* What you need to do *
Every record below needs to be written out exactly, apart from the pictures.

(Extracted data entries)
★ ★ ★ ★ ★ ★ ★
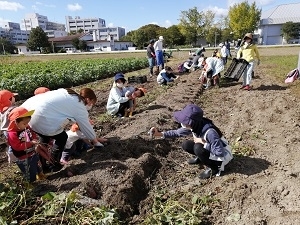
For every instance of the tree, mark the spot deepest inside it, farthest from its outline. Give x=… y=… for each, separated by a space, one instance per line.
x=213 y=36
x=38 y=39
x=243 y=18
x=195 y=24
x=6 y=46
x=173 y=36
x=290 y=30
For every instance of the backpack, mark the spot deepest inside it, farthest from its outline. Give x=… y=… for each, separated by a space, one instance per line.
x=292 y=76
x=180 y=68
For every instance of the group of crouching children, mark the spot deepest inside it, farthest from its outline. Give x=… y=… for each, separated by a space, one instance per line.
x=24 y=146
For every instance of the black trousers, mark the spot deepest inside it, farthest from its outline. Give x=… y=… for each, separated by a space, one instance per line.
x=198 y=150
x=123 y=106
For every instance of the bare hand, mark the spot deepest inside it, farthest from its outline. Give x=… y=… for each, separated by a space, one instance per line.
x=199 y=140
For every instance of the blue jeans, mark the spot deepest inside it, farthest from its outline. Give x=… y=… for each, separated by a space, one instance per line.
x=151 y=62
x=247 y=77
x=30 y=167
x=159 y=58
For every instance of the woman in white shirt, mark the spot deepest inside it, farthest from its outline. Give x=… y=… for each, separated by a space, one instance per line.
x=54 y=110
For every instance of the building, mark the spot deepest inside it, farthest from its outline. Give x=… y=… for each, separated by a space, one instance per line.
x=95 y=26
x=269 y=31
x=102 y=33
x=99 y=45
x=73 y=25
x=14 y=36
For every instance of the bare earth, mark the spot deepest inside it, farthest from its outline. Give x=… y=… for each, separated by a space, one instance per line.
x=262 y=188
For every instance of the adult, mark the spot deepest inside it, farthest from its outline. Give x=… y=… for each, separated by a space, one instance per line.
x=249 y=52
x=212 y=66
x=118 y=103
x=227 y=44
x=158 y=48
x=54 y=110
x=209 y=146
x=151 y=56
x=223 y=53
x=165 y=76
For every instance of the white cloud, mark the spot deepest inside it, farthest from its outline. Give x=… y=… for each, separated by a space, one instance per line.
x=13 y=6
x=167 y=23
x=258 y=2
x=34 y=8
x=74 y=7
x=156 y=23
x=220 y=12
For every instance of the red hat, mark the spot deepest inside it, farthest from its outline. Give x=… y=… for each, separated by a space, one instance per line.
x=5 y=99
x=18 y=112
x=41 y=90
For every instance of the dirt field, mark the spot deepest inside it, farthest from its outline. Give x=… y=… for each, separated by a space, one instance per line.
x=260 y=186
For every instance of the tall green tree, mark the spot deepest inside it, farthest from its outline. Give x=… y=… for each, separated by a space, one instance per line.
x=6 y=46
x=195 y=24
x=243 y=18
x=38 y=39
x=173 y=36
x=290 y=30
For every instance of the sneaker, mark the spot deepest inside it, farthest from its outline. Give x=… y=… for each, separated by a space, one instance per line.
x=63 y=162
x=41 y=176
x=207 y=173
x=247 y=88
x=193 y=161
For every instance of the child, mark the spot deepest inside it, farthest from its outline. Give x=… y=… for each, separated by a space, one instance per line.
x=133 y=93
x=7 y=99
x=248 y=51
x=208 y=145
x=212 y=67
x=72 y=145
x=165 y=76
x=41 y=90
x=22 y=141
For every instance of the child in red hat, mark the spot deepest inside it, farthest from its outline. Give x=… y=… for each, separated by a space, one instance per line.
x=7 y=100
x=41 y=90
x=22 y=141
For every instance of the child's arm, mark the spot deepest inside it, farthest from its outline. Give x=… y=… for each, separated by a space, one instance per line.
x=16 y=143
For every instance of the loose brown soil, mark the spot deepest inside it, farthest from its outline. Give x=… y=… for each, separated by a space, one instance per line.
x=262 y=188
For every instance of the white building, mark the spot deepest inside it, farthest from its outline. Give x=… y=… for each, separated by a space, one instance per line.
x=34 y=20
x=269 y=32
x=115 y=33
x=14 y=36
x=73 y=25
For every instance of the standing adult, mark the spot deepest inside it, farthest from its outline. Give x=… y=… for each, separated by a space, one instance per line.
x=249 y=52
x=151 y=56
x=212 y=67
x=158 y=48
x=118 y=103
x=54 y=110
x=227 y=44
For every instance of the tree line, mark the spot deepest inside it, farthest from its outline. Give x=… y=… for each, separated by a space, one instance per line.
x=194 y=25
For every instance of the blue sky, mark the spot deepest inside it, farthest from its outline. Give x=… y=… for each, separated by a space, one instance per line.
x=130 y=14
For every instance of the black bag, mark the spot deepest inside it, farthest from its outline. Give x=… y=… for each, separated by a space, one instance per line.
x=236 y=69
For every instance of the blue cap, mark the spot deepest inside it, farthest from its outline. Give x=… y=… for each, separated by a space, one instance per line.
x=119 y=76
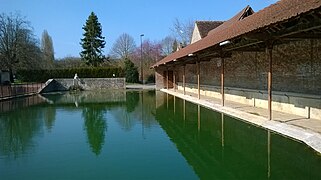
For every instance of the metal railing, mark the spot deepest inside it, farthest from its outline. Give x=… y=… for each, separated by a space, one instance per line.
x=14 y=90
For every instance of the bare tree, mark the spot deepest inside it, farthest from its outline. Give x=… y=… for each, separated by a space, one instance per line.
x=47 y=49
x=167 y=45
x=183 y=31
x=18 y=47
x=151 y=54
x=123 y=47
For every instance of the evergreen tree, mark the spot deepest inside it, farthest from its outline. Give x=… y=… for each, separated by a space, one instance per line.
x=93 y=41
x=131 y=72
x=47 y=49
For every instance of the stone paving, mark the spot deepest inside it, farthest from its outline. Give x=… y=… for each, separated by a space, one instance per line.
x=294 y=126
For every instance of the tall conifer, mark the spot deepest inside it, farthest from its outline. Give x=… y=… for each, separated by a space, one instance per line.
x=93 y=41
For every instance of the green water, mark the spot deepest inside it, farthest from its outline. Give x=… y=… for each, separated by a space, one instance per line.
x=140 y=135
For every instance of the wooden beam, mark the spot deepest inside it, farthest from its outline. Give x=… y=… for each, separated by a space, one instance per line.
x=184 y=66
x=269 y=48
x=222 y=80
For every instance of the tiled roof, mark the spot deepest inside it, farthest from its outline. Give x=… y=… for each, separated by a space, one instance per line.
x=206 y=26
x=275 y=13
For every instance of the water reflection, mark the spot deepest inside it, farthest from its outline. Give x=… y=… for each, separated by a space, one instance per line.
x=220 y=147
x=17 y=132
x=95 y=126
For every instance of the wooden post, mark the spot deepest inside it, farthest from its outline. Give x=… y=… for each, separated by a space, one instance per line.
x=184 y=110
x=222 y=80
x=222 y=130
x=174 y=79
x=199 y=118
x=167 y=78
x=269 y=153
x=198 y=80
x=269 y=48
x=184 y=66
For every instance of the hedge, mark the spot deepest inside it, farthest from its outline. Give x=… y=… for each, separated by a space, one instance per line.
x=44 y=75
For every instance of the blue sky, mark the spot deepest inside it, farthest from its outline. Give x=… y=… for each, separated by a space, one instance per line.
x=64 y=19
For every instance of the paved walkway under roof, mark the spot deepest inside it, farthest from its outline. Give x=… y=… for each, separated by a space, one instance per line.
x=294 y=126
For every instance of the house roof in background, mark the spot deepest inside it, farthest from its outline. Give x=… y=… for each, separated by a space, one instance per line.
x=204 y=27
x=281 y=11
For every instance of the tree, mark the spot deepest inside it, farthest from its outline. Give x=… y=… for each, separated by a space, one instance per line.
x=47 y=49
x=131 y=72
x=18 y=47
x=124 y=46
x=168 y=45
x=151 y=54
x=183 y=31
x=93 y=41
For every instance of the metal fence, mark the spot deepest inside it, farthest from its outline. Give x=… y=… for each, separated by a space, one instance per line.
x=14 y=90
★ ★ ★ ★ ★ ★ ★
* Output of the exercise *
For every instance of the tree, mark the spot deepest inside it, farthest from its outline. Give x=… y=… for each, separated by a space, one instance per line.
x=213 y=36
x=38 y=39
x=243 y=18
x=195 y=24
x=6 y=46
x=173 y=36
x=290 y=30
For every instance of the backpack, mark the spot deepest inside it, farthest from its outline. Give x=… y=… for each, separated by a space, one instance per line.
x=292 y=76
x=180 y=68
For every instance of the group of crouching children, mark the spot deepest inside it, farthest from its outline. Give x=… y=… for each, separated by a space, one instance per line.
x=24 y=146
For every instance of the black trousers, mark the spot deepest inside it, farthest from its outline. Give x=… y=… for each, separated by a space, one instance per line.
x=198 y=150
x=123 y=106
For every instance of the bare hand, mark the spot deepest inside it, farthest from its outline. Give x=… y=… for each, separated by a space, one instance per line.
x=199 y=140
For every instance of the blue jeans, mark the spot deepest inside it, farthest from its outline. Give x=… y=… for each, separated by a space, one instance per line.
x=151 y=62
x=247 y=77
x=30 y=167
x=159 y=58
For every instance of the woman in white shirt, mark the spot deepest inside it, farthest from its outline. Give x=… y=… for each, separated by a space, one instance per line.
x=54 y=110
For every instance of the building, mark the spot deepest inside it, farthest from its outline. Give x=… y=… for each, separated by a space, one instance per line.
x=95 y=26
x=269 y=31
x=102 y=33
x=99 y=45
x=73 y=25
x=14 y=36
For every instance of the bare earth, mark the spot deepest inside it, farthest from its outline. Give x=… y=… for each, separated by a space, one instance per line.
x=262 y=188
For every instance of the adult, mark the spot deepest inside it, farthest from its outline. Give x=… y=… for each, separated by a space, one instance per line.
x=249 y=52
x=212 y=66
x=118 y=103
x=227 y=44
x=158 y=48
x=54 y=110
x=209 y=146
x=151 y=56
x=223 y=53
x=165 y=76
For every instance of the white cloud, mark the spot deepest inside it, farthest from its outline. Give x=… y=… for each, separated by a space, one instance per line.
x=13 y=6
x=167 y=23
x=258 y=2
x=34 y=8
x=74 y=7
x=156 y=23
x=220 y=12
For every instance of the red hat, mark the spot deepest inside it, farthest from its outline. Give x=… y=… for each, separated by a space, one instance per line.
x=5 y=99
x=18 y=112
x=41 y=90
For every instance of the dirt field, mark the spot deepest inside it, farthest from its outline. Give x=… y=… for each, separated by a space, one instance per line.
x=260 y=186
For every instance of the tall green tree, mark the spot deepest inside it, farthest from its outline. Give x=… y=… for each, separated by a space, one instance per line.
x=6 y=46
x=195 y=24
x=243 y=18
x=38 y=39
x=173 y=36
x=290 y=30
For every instance of the sneaker, mark the spot deepest inside it, farthest from its outline. Give x=… y=… for each, separated by a space, one instance per line.
x=63 y=162
x=41 y=176
x=207 y=173
x=247 y=88
x=193 y=161
For every instance of the child, mark the spot deepest inside it, farthest from its outline. Give x=… y=… for each, separated by a space, one instance per line.
x=133 y=93
x=7 y=99
x=248 y=51
x=208 y=145
x=212 y=67
x=72 y=145
x=165 y=76
x=41 y=90
x=22 y=141
For every instance of the child in red hat, mark the spot deepest inside it, farthest from its outline. Give x=… y=… for each, separated by a space, one instance per line.
x=7 y=100
x=41 y=90
x=22 y=141
For every instance of the child's arm, mark the spot deepest inside it, farthest from its outline. Give x=… y=… for each, separated by a space, one instance per line.
x=16 y=143
For every instance of the loose brown soil, mark the spot deepest inside it, farthest from its outline. Give x=… y=… for each, separated by a space, one instance per line.
x=262 y=188
For every instance of the white building, mark the spot deepest inside it, farthest from its outline. Give x=… y=… for each, separated by a space, one instance per line.
x=34 y=20
x=269 y=32
x=115 y=33
x=14 y=36
x=73 y=25
For every instance of the standing adult, mark the spot deepest inside it, farthest from its outline. Give x=… y=… for each, separated by a space, one instance per line.
x=249 y=52
x=151 y=56
x=212 y=67
x=158 y=48
x=118 y=103
x=54 y=110
x=227 y=44
For every instance of the tree line, mark the spot deepest inside it, farthest from its outline. Give x=… y=… for each, separated by a space, one instance per line.
x=194 y=25
For every instance of the blue sky, mark the spot deepest inside it, farthest from its outline. Give x=… y=… for each, separated by a space, one instance per line.
x=130 y=14
For every instance of the black bag, mark the spot deepest inside it, farthest from its outline. Give x=… y=… for each, separated by a space, one instance per line.
x=236 y=69
For every instance of the blue cap, mark the spot deepest inside it, farthest from its outline. Give x=… y=… for each, separated by a space, one instance per line.
x=119 y=76
For every instance of the metal railing, mark the spot deepest inside it, farthest from its outline. Give x=… y=… for each, separated by a space, one instance per line.
x=14 y=90
For every instance of the bare tree, mark the spot deepest inside it, farthest from its outline. Give x=… y=… for each, separated by a space, one instance per line.
x=47 y=49
x=167 y=45
x=183 y=31
x=18 y=47
x=151 y=54
x=123 y=47
For every instance of the evergreen tree, mark the spot deepest inside it, farthest from its outline. Give x=… y=… for each, separated by a space, one instance per line.
x=93 y=41
x=131 y=72
x=47 y=49
For every instance of the stone paving, mark the spot deepest inside it, farthest from its outline. Give x=… y=… for each, separated by a space, one instance per line.
x=294 y=126
For every instance of the tall conifer, mark the spot deepest inside it, farthest from its outline. Give x=… y=… for each, separated by a space, one instance per line.
x=93 y=41
For every instance of the green water, mark the spot deepest inside it, farthest from its outline. Give x=… y=… for each, separated by a space, one instance per line.
x=140 y=135
For every instance of the wooden beam, mark the spot deepest inside it, farthest from its outline. Give x=… y=… for each, separated by a space, one instance per line.
x=184 y=66
x=269 y=48
x=222 y=80
For every instance of the tiled roof, mark the spot deepest inside it, farthest from its outline. Give x=… y=… for each, separated by a space, one instance per line.
x=206 y=26
x=275 y=13
For every instance of the water reflection, mark the spot deepest inside it, farthest from its outline. Give x=… y=… for each, separated by a space, one instance per line.
x=220 y=147
x=17 y=132
x=95 y=126
For every instance of the wooden post, mark the spot deepest inside it, farthest from its outline. Give x=… y=… for each, separated by a space, one instance per line.
x=184 y=110
x=222 y=80
x=222 y=130
x=174 y=79
x=199 y=118
x=167 y=78
x=269 y=153
x=198 y=80
x=269 y=48
x=184 y=66
For every instance of the hedge, mark the spot deepest inside it, farthest from its outline. Give x=… y=… for each, separated by a space, one instance per line.
x=44 y=75
For every instance of the blue sky, mark the spot deepest inside it, farthest from its outline. Give x=… y=… for each, separated by a space, one instance per line.
x=64 y=19
For every instance of the paved walkway under roof, mark the spot deepest inside it, farthest from its outline. Give x=… y=… for each, separated by a space, one instance per line.
x=294 y=126
For every instance of the house roof in background, mark the spot deepest inside it, farthest from its outline. Give x=… y=… for each, separated by a space, one instance per line.
x=204 y=27
x=281 y=11
For every instance of the tree, mark the spot deepest inside it, farthest from its outline. Give x=… y=… for each, separated by a space, one instance per line.
x=47 y=49
x=131 y=72
x=18 y=47
x=124 y=46
x=168 y=45
x=151 y=54
x=183 y=31
x=93 y=41
For every instance of the metal fence, mark the spot deepest inside it, farthest from its outline. Give x=… y=… for each, separated by a space, one instance per line.
x=14 y=90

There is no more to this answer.